● Assigned task:
The whole listing is to be repeated exactly. Add nothing.

▽

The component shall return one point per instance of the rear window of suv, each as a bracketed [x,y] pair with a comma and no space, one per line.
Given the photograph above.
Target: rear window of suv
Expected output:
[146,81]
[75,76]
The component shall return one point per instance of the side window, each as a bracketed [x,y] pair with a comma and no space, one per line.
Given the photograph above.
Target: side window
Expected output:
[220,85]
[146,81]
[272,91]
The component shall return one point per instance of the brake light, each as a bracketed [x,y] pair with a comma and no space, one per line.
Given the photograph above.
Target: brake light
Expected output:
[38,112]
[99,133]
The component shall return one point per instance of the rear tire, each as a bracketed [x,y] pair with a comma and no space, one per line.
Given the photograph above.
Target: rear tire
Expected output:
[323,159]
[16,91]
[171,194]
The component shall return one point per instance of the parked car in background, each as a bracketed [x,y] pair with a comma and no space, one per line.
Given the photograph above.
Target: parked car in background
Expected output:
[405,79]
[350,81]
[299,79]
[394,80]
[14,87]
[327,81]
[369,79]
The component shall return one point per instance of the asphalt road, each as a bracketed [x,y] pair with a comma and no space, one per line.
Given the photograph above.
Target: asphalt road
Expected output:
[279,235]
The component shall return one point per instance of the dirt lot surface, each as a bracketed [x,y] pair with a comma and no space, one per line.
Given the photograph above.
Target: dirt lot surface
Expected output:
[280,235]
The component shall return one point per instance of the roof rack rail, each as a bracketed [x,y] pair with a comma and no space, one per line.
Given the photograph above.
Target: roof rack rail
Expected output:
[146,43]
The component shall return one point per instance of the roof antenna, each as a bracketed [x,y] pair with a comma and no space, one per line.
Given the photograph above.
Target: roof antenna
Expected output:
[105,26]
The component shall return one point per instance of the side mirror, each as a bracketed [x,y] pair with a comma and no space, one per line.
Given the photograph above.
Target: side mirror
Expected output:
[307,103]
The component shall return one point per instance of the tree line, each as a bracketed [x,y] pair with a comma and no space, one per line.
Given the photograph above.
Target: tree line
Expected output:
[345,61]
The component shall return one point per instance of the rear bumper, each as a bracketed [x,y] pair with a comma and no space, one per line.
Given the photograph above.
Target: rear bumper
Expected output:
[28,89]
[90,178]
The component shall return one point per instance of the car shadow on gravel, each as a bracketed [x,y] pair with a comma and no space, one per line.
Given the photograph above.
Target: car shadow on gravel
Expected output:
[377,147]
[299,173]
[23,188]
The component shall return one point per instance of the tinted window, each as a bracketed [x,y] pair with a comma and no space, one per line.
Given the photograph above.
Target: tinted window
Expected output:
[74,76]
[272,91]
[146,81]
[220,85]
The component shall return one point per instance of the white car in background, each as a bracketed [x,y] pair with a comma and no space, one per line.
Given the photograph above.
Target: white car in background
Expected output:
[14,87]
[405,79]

△

● Task answer:
The component shall return one point per instance of the rear window of suv, each as a bracketed [x,y] pair with a comma and no space, one per line.
Given the photograph above.
Target: rear window of suv
Expected output:
[146,81]
[75,76]
The component shall return one point per instance of the side window, each as a bracketed [x,y] pair with a comma and no space, one per line.
Given the photograph above.
Target: side window
Expected output:
[220,85]
[146,81]
[272,91]
The component shall return one point per instance of the brake light, each as a bracketed [x,y] pair with a comma and no space, one per line.
Given the photograph above.
Target: brake light
Expected output:
[38,112]
[99,133]
The component shall return one point per instance of the rear tire, each as a bracketed [x,y] pair with a comma and no space, one per line.
Given the photograph above.
Target: rear tire
Expected output:
[323,159]
[16,91]
[171,194]
The component shall return one point per instance of the parked car in background, each as a bracketed [x,y] pair with a comma and no space, one per line.
Given the photograph above.
Target: parked car in background
Expected output:
[405,79]
[350,81]
[299,79]
[394,80]
[14,87]
[327,81]
[369,79]
The component shall return one point per instance of the asphalt road, each as a bracketed [x,y] pair with a comma and no space, one per line.
Given the photograph above.
Target: asphalt road
Expected output:
[279,235]
The component shall return one point per instance of the dirt lot surface, each as a bracketed [x,y] pair with a comma and no space, one per line.
Given the photograph above.
Target: dirt lot surface
Expected output:
[280,235]
The component shall return one point per instance of the roof rack rail, each as a bracketed [x,y] pair with a comma and no space, one per line.
Given the photograph above.
Target: roof rack rail
Expected output:
[146,43]
The component shall return one point per instance of the roof antenna, each as a bracketed [x,y] pair with a comma and no space, one per line.
Given the photograph above.
Target: roof antenna
Expected output:
[105,26]
The component shall return one point per instance of the side mirror, each as a bracketed [x,y] pair with a comma and no space, one per line.
Given the photograph above.
Target: side mirror
Expected output:
[307,103]
The component shall return one point per instance of the tree line, each as a bracketed [x,y] pair with a comma and no space, one per line.
Given the photograph above.
Target: tree line
Expected output:
[345,61]
The component shall return one point per instance of the rear bumper, each as a bracketed [x,y] pair with a comma and no space, one per line.
Given the photograph above.
Target: rear bumper
Expected output:
[28,89]
[90,178]
The component shall return one point per instance of the car shadow on gravel, each as a bracketed [x,y] pair with a comma and no space, one per line.
Given the photograph above.
Target: car shadow on gravel
Expected output:
[377,147]
[299,173]
[23,188]
The component shall return one point per instance of the tinted window, each as a bracketed [x,y] pair with a comma and no space, one per line.
Given the photograph above.
Target: tinted window
Expected output:
[74,76]
[272,91]
[146,81]
[220,85]
The component shall return one point per instance of the white car in background, each as a bracketed [x,y] pair with a comma and no space, one per line.
Given the photograph above.
Target: white car in background
Expected output:
[14,87]
[405,79]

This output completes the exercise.